**Prompt**
From the first line to the last, print the listing exactly.
[Opening Task inputs section]
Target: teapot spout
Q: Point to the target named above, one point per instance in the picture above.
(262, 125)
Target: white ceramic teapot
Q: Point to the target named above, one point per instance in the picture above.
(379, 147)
[Closing Task inputs section]
**Answer below**
Target: teapot spout
Q: Point to the target named above, one point per instance in the picture above.
(262, 125)
Target: white ceramic teapot
Q: Point to the target named above, one point per instance in the picture above.
(379, 147)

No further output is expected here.